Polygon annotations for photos
★ ★ ★ ★ ★
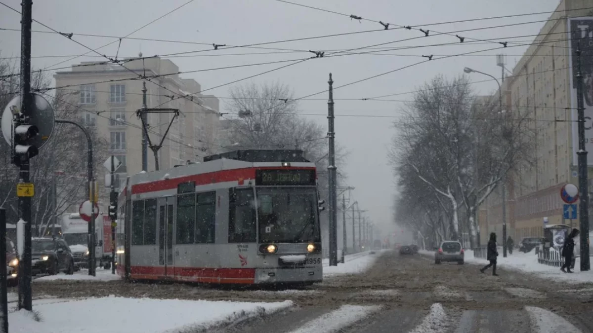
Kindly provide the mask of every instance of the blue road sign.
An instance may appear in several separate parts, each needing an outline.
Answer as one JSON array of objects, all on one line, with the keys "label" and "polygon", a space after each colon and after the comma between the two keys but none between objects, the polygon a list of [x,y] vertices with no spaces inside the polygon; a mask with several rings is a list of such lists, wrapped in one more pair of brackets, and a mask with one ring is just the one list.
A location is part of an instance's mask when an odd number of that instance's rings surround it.
[{"label": "blue road sign", "polygon": [[565,204],[564,205],[564,219],[576,220],[576,205]]}]

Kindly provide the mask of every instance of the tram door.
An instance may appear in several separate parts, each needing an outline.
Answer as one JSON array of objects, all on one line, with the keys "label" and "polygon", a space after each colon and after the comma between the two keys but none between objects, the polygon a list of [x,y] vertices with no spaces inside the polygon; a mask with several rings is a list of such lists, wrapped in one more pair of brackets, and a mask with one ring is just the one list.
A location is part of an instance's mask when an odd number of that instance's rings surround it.
[{"label": "tram door", "polygon": [[173,225],[175,197],[160,198],[158,206],[158,264],[164,266],[165,275],[173,276]]}]

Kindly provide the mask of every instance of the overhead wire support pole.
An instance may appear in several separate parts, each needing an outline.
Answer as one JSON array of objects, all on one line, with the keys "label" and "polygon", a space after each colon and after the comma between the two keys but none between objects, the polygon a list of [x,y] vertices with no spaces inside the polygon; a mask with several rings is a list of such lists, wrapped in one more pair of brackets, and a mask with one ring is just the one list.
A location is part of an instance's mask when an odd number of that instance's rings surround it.
[{"label": "overhead wire support pole", "polygon": [[[148,122],[146,113],[146,108],[148,108],[146,103],[146,91],[148,90],[146,81],[142,81],[142,112],[141,116],[142,124]],[[148,133],[146,130],[142,130],[142,171],[148,171]]]},{"label": "overhead wire support pole", "polygon": [[581,43],[576,47],[576,105],[578,120],[579,151],[579,203],[581,226],[581,270],[591,269],[589,257],[589,187],[587,168],[587,151],[585,145],[585,103],[583,92],[583,75],[581,70]]},{"label": "overhead wire support pole", "polygon": [[[148,129],[147,128],[148,124],[146,123],[146,116],[148,113],[172,113],[173,114],[173,117],[171,119],[171,121],[169,122],[169,126],[167,127],[167,130],[165,131],[165,134],[162,135],[162,137],[161,138],[161,141],[158,145],[153,145],[152,142],[151,141],[150,137],[148,136]],[[152,152],[154,153],[154,169],[157,171],[159,170],[158,165],[158,150],[162,147],[162,143],[164,142],[165,139],[167,138],[167,135],[169,133],[169,130],[171,129],[171,126],[173,124],[173,121],[175,121],[175,118],[179,116],[180,112],[178,108],[142,108],[136,111],[136,116],[140,118],[141,121],[142,123],[142,133],[144,133],[145,137],[146,137],[146,141],[148,141],[148,146],[150,148]],[[142,144],[142,149],[144,149],[144,142]]]},{"label": "overhead wire support pole", "polygon": [[[65,119],[56,119],[54,121],[56,124],[70,124],[74,125],[80,129],[84,133],[85,136],[87,137],[87,178],[88,181],[88,185],[87,186],[87,196],[88,197],[89,200],[91,198],[91,187],[93,184],[93,140],[91,140],[91,135],[87,130],[87,129],[84,126],[81,125],[78,123],[75,123],[71,120],[66,120]],[[92,216],[94,216],[91,214]],[[94,244],[92,242],[93,239],[94,238],[95,235],[95,226],[93,225],[93,223],[88,223],[88,275],[94,276]]]},{"label": "overhead wire support pole", "polygon": [[329,153],[328,155],[329,161],[327,171],[329,173],[329,216],[330,216],[330,266],[337,265],[337,188],[336,179],[336,152],[334,139],[336,133],[334,132],[334,101],[333,90],[332,85],[333,80],[331,79],[331,73],[330,73],[330,79],[327,81],[329,84],[329,100],[327,101],[327,137],[329,138]]},{"label": "overhead wire support pole", "polygon": [[[21,105],[24,119],[21,124],[29,123],[33,107],[31,94],[31,25],[33,22],[33,1],[23,0],[21,11]],[[24,123],[24,124],[23,124]],[[13,146],[15,145],[13,140]],[[20,183],[30,181],[29,155],[20,154],[18,178]],[[24,222],[23,253],[18,264],[18,309],[33,310],[31,290],[31,197],[18,197],[18,212]],[[17,226],[17,228],[18,228]],[[8,320],[8,318],[5,318]]]}]

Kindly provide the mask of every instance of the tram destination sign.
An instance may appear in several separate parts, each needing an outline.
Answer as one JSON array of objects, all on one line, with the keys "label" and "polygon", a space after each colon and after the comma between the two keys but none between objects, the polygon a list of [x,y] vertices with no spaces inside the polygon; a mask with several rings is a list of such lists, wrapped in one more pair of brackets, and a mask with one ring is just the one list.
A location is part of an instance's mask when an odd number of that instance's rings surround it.
[{"label": "tram destination sign", "polygon": [[256,171],[256,185],[314,185],[315,170],[266,169]]}]

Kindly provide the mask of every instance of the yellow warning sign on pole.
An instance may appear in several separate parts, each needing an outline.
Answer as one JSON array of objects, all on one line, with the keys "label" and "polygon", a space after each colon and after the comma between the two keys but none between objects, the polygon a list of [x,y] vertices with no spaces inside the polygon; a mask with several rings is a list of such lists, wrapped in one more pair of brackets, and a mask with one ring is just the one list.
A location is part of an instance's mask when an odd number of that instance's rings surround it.
[{"label": "yellow warning sign on pole", "polygon": [[17,196],[18,197],[33,197],[35,195],[35,185],[30,182],[19,182],[17,184]]}]

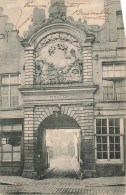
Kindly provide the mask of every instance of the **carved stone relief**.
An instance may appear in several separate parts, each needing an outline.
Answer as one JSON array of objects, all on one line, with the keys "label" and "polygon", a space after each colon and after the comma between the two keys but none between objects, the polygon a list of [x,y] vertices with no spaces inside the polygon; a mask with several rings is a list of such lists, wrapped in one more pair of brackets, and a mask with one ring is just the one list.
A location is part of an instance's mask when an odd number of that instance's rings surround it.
★ ★ ★ ★ ★
> [AIM OF THE EXERCISE]: Transcribe the records above exactly as they appear, leaving out any pictures.

> [COMPLETE RESPONSE]:
Kindly provide the mask of every instance of the blue road sign.
An instance may appear in several separate parts, each needing an outline.
Answer as one JSON array of objects, all on one line, with the keys "label" and "polygon", a space after each colon and after the comma between the two keys but none between objects, the polygon a list of [x,y] vertices with no spaces inside the polygon; a mask with several rings is a list of such lists, wrapped in one more pair of brackets, and a mask with one ring is just the one list.
A location is part of an instance's mask when an odd number of that instance's rings surround it.
[{"label": "blue road sign", "polygon": [[565,204],[564,205],[564,219],[576,220],[576,205]]}]

Kindly provide the mask of every instance of the tram door.
An instance may appear in several separate parts, each needing an outline.
Answer as one JSON array of objects, all on one line, with the keys "label" and "polygon", a space after each colon and after the comma between the two keys but none between objects, the polygon a list of [x,y] vertices with no spaces inside the polygon; a mask with several rings is a list of such lists, wrapped in one more pair of brackets, and a mask with one ring is just the one list.
A location is part of an instance's mask when an odd number of that instance's rings surround it.
[{"label": "tram door", "polygon": [[173,225],[175,197],[160,198],[158,206],[158,264],[164,266],[165,275],[173,276]]}]

Kindly provide the mask of every instance of the overhead wire support pole.
An instance may appear in several separate parts, each needing an outline.
Answer as one JSON array of objects, all on one line, with the keys "label" and "polygon", a space after each colon and after the comma between the two keys but none between objects, the polygon a list of [x,y] vertices with no spaces inside the polygon; a mask with several rings is a list of such lists, wrapped in one more pair of brackets, and a mask with one ring is just the one list.
A location is part of an instance's mask when an odd number of that instance's rings surround it.
[{"label": "overhead wire support pole", "polygon": [[[148,122],[146,113],[146,108],[148,108],[146,103],[146,91],[148,90],[146,81],[142,81],[142,112],[141,116],[142,124]],[[148,133],[146,130],[142,130],[142,171],[148,171]]]},{"label": "overhead wire support pole", "polygon": [[581,43],[576,47],[576,105],[578,120],[579,151],[579,203],[581,226],[581,270],[591,269],[589,257],[589,187],[587,168],[587,151],[585,145],[585,103],[583,92],[583,75],[581,70]]},{"label": "overhead wire support pole", "polygon": [[[148,129],[147,128],[148,124],[146,123],[146,116],[148,113],[172,113],[173,114],[173,117],[171,119],[171,121],[169,122],[169,126],[167,127],[167,130],[165,131],[165,134],[162,135],[162,137],[161,138],[161,141],[158,145],[153,145],[152,142],[151,141],[150,137],[148,136]],[[152,152],[154,153],[154,169],[157,171],[159,170],[158,165],[158,150],[162,147],[162,143],[164,142],[165,139],[167,138],[167,135],[169,133],[169,130],[171,129],[171,126],[173,124],[173,121],[175,121],[175,118],[179,116],[180,112],[178,108],[142,108],[136,111],[136,116],[140,118],[141,121],[142,123],[142,133],[144,133],[145,137],[146,137],[146,141],[148,141],[148,146],[150,148]],[[142,144],[142,149],[144,149],[144,142]]]},{"label": "overhead wire support pole", "polygon": [[[65,119],[56,119],[54,121],[56,124],[70,124],[74,125],[80,129],[84,133],[85,136],[87,137],[87,178],[88,181],[88,185],[87,186],[87,196],[88,197],[89,200],[91,198],[91,187],[93,184],[93,140],[91,140],[91,135],[87,130],[87,129],[84,126],[81,125],[78,123],[75,123],[71,120],[66,120]],[[92,216],[94,216],[91,214]],[[94,244],[92,242],[93,239],[94,238],[95,235],[95,226],[93,225],[93,223],[88,223],[88,275],[94,276]]]},{"label": "overhead wire support pole", "polygon": [[329,153],[328,155],[329,161],[327,171],[329,173],[329,216],[330,216],[330,266],[337,265],[337,188],[336,179],[336,152],[334,139],[336,133],[334,132],[334,101],[333,90],[332,85],[333,80],[331,79],[331,73],[330,73],[330,79],[327,81],[329,84],[329,100],[327,101],[327,137],[329,138]]},{"label": "overhead wire support pole", "polygon": [[[21,105],[24,119],[21,124],[29,123],[33,107],[31,94],[31,25],[33,22],[33,1],[23,0],[21,11]],[[24,123],[24,124],[23,124]],[[13,146],[15,145],[13,140]],[[20,183],[30,181],[29,155],[20,154],[18,178]],[[24,222],[23,253],[18,264],[18,309],[33,310],[31,290],[31,197],[18,197],[18,212]],[[17,226],[17,228],[18,228]],[[8,320],[8,318],[5,318]]]}]

Kindly provide the mask of every instance of the tram destination sign.
An instance may appear in several separate parts, each needing an outline.
Answer as one JSON array of objects, all on one line, with the keys "label" and "polygon", a space after each colon and after the comma between the two keys but none between objects, the polygon a list of [x,y] vertices with no spaces inside the polygon; a mask with several rings is a list of such lists, wrapped in one more pair of brackets, and a mask with one ring is just the one list.
A location is part of an instance's mask when an odd number of that instance's rings surround it.
[{"label": "tram destination sign", "polygon": [[256,171],[256,185],[314,185],[315,170],[266,169]]}]

Kindly provide the mask of every instance of the yellow warning sign on pole.
An instance may appear in several separate parts, each needing an outline.
Answer as one JSON array of objects, all on one line, with the keys "label" and "polygon", a space after each colon and after the comma between the two keys but none between objects, the polygon a list of [x,y] vertices with no spaces inside the polygon; a mask with several rings is a list of such lists, wrapped in one more pair of brackets, and a mask with one ring is just the one list.
A location is part of an instance's mask when an odd number of that instance's rings surround it.
[{"label": "yellow warning sign on pole", "polygon": [[17,196],[18,197],[33,197],[35,195],[35,185],[30,182],[19,182],[17,184]]}]

Kindly provide the mask of every instance of the **carved stone relief**.
An instance may appear in several separate parts, each needing an outline.
Answer as one JSON array of objects, all on one line, with the keys "label" and "polygon", a space after each colon and after the comma between the two keys but none between objects, the polygon a list of [x,y] vertices with no spaces inside the polygon; a mask with several rings is a list of such lists, wrapped in one more pair of brackets, and a mask with one ring is just the one list.
A location is part of an instance's mask when an odd number of that instance's rings surround it.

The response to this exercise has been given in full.